- **ASSIGNMENT**
Among the entries below, how many lines contain the string "windshield"? Only the number, please.

[Items from a data source]
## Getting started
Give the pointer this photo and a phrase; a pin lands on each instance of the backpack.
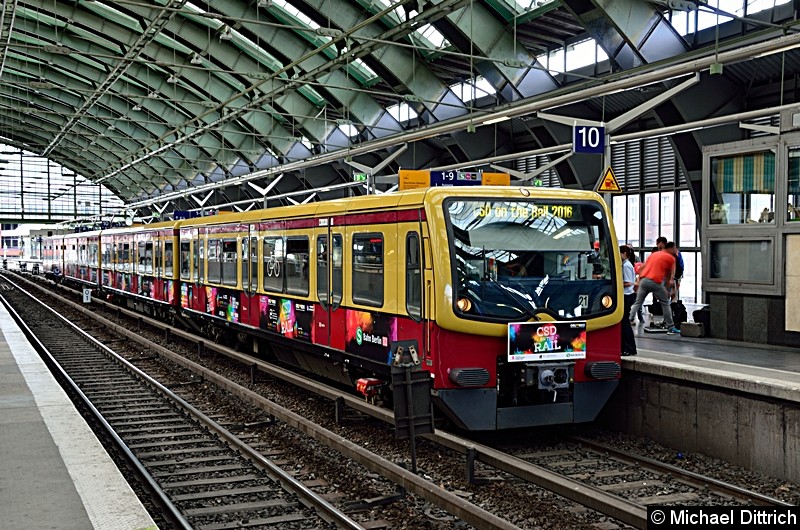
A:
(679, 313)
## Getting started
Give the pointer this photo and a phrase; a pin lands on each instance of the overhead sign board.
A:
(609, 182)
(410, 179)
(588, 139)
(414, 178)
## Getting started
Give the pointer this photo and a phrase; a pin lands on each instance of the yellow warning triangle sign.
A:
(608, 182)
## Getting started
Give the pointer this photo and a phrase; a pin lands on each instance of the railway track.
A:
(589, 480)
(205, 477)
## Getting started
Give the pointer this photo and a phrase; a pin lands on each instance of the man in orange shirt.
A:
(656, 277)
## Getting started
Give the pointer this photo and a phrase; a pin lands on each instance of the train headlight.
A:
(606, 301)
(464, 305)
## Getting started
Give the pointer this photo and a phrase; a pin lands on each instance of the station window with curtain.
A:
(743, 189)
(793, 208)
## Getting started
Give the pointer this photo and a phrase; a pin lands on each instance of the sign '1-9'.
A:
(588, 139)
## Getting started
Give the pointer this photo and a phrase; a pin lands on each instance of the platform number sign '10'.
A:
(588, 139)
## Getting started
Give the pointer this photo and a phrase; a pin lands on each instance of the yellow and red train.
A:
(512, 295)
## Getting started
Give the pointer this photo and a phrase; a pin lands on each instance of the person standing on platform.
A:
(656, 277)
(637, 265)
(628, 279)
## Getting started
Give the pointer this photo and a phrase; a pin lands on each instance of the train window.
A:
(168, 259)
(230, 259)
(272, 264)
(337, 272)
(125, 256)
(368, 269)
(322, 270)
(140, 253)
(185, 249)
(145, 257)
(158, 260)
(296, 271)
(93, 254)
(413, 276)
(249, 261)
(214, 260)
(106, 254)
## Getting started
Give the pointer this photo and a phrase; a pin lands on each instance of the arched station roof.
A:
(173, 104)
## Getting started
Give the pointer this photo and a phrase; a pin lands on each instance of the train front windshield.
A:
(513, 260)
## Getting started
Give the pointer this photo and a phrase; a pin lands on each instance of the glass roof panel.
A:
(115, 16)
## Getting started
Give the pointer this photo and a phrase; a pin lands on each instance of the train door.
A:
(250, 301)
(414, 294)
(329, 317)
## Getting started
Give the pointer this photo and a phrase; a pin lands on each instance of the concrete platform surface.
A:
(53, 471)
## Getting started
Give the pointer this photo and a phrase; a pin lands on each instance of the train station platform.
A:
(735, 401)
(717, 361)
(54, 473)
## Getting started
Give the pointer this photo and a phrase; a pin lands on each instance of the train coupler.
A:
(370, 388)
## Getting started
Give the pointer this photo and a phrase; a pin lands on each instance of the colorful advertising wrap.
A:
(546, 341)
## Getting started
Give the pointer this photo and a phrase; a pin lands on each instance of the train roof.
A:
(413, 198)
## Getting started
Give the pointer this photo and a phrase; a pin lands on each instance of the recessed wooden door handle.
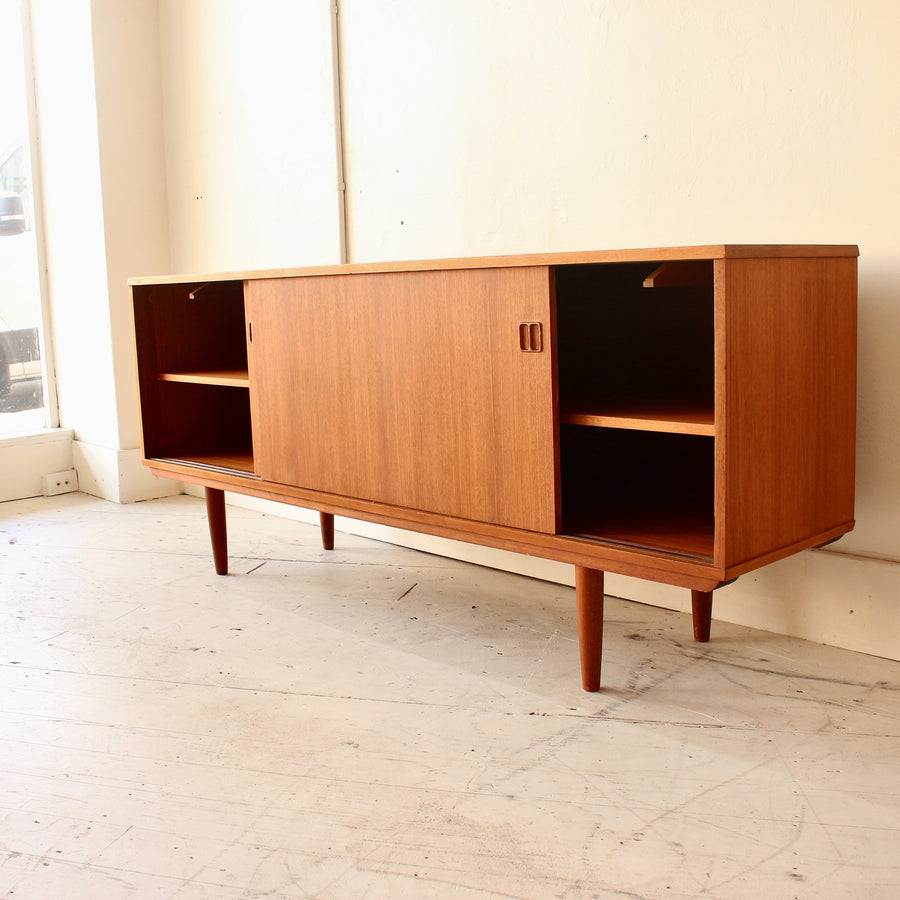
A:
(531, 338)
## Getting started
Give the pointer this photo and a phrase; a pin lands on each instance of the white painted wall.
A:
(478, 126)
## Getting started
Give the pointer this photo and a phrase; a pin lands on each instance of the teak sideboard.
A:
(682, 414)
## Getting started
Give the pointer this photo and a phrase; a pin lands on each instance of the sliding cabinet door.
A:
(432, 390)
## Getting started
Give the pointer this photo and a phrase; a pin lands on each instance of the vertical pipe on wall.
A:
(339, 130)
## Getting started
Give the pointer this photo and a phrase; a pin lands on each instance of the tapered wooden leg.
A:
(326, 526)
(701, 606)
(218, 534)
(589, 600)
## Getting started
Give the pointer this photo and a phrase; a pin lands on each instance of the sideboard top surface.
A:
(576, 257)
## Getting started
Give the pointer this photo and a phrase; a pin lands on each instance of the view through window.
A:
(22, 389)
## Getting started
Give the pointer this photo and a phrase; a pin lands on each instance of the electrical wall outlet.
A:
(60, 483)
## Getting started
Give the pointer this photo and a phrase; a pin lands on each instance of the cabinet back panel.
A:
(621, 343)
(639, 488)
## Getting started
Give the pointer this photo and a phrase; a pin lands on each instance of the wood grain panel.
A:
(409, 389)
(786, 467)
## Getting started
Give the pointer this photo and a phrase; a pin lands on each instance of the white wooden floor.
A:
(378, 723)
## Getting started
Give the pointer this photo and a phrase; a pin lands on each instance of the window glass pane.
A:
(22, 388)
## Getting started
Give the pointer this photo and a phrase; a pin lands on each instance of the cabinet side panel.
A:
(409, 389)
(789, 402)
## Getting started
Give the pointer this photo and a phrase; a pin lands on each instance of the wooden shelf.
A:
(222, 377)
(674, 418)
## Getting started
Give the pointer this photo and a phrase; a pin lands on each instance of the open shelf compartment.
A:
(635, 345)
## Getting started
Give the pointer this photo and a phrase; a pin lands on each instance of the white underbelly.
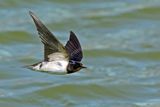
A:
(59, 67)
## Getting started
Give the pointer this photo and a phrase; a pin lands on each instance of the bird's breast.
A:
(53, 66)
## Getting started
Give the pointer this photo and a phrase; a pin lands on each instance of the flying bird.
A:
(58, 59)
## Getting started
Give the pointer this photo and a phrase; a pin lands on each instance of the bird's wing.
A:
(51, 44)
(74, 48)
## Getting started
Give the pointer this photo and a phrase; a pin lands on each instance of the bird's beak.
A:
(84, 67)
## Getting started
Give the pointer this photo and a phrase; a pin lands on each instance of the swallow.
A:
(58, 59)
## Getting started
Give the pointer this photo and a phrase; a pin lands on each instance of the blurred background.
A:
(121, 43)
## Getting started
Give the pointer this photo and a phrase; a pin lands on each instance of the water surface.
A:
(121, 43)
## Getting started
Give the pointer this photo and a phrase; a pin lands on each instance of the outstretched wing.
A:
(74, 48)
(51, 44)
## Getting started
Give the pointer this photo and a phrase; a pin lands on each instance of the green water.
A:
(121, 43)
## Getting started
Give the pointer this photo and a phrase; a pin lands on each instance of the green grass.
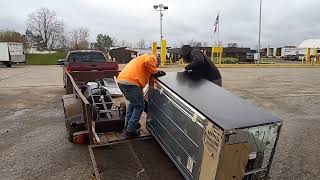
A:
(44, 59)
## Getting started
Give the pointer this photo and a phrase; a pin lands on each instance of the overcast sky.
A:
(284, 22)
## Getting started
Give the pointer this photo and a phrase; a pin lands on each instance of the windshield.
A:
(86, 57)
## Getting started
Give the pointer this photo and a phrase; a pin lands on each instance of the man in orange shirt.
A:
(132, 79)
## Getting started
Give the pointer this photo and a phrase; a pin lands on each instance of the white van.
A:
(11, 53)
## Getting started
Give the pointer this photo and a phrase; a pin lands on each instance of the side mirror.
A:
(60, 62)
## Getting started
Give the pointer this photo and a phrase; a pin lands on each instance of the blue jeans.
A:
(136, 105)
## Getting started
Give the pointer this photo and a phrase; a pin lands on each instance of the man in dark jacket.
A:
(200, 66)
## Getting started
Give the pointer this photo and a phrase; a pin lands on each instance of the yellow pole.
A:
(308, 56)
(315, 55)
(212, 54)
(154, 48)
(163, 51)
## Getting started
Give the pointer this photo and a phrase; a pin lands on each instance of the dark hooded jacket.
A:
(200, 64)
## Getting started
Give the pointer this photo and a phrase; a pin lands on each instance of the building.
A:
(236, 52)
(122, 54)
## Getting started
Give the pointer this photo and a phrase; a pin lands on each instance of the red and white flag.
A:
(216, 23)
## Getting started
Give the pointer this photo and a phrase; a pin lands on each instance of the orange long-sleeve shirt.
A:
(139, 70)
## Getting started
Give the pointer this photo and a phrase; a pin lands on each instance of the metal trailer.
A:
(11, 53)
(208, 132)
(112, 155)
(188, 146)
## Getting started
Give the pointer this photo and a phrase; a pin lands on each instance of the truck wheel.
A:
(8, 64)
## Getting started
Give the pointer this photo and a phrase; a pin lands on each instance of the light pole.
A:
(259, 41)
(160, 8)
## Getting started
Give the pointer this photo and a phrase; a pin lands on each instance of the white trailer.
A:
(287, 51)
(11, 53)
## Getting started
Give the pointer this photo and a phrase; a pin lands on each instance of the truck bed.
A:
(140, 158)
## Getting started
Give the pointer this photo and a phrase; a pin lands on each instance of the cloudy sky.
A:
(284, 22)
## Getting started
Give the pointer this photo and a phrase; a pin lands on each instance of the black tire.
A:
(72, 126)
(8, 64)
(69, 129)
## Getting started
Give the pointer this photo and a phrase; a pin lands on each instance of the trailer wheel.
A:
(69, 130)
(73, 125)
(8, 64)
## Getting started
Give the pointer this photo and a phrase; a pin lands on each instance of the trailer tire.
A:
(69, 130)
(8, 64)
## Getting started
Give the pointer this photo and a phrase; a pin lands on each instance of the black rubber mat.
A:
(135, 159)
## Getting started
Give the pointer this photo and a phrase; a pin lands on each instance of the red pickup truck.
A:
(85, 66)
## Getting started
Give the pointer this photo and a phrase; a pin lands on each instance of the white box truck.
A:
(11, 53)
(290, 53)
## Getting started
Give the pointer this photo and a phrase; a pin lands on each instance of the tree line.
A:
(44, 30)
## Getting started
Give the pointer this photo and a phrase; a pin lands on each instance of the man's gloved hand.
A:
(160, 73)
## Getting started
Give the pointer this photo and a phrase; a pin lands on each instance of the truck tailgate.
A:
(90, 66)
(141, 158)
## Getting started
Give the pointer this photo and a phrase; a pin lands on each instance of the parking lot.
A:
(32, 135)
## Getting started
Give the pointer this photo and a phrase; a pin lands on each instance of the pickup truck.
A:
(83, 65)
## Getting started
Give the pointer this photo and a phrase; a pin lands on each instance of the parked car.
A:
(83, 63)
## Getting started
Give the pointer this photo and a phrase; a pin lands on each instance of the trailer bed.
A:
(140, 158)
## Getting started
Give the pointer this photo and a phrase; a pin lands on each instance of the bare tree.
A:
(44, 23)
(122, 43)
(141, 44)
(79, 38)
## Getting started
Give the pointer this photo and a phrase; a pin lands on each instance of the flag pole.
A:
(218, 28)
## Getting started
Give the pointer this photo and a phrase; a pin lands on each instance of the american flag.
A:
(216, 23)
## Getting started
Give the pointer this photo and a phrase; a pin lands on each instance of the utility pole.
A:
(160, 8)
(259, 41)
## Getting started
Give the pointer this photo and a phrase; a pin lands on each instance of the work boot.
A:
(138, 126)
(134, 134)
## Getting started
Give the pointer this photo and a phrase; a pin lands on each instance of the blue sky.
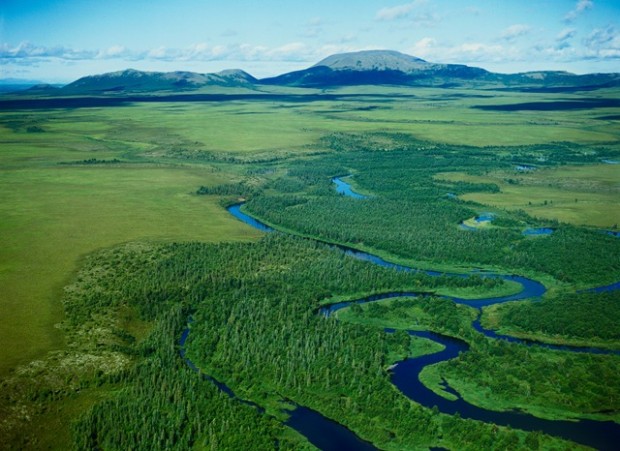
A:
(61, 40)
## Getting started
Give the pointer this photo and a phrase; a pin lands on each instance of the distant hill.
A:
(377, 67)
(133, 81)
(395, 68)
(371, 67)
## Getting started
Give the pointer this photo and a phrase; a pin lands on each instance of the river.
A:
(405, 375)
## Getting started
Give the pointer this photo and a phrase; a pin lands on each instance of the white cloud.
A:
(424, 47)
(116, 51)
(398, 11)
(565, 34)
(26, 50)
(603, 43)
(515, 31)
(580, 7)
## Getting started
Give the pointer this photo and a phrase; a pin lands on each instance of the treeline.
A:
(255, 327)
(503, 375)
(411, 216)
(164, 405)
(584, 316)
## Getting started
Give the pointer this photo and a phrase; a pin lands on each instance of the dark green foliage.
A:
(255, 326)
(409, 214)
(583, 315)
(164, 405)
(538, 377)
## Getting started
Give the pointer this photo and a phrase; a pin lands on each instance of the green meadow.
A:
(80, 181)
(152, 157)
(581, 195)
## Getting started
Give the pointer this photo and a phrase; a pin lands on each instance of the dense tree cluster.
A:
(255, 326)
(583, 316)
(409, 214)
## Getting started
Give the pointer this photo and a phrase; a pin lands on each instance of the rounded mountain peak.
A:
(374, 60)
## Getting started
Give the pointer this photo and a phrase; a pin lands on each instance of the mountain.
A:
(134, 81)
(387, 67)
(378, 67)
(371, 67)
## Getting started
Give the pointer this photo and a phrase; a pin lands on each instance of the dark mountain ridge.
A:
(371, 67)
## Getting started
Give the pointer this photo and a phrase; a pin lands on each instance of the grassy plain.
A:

- **SOLUTION**
2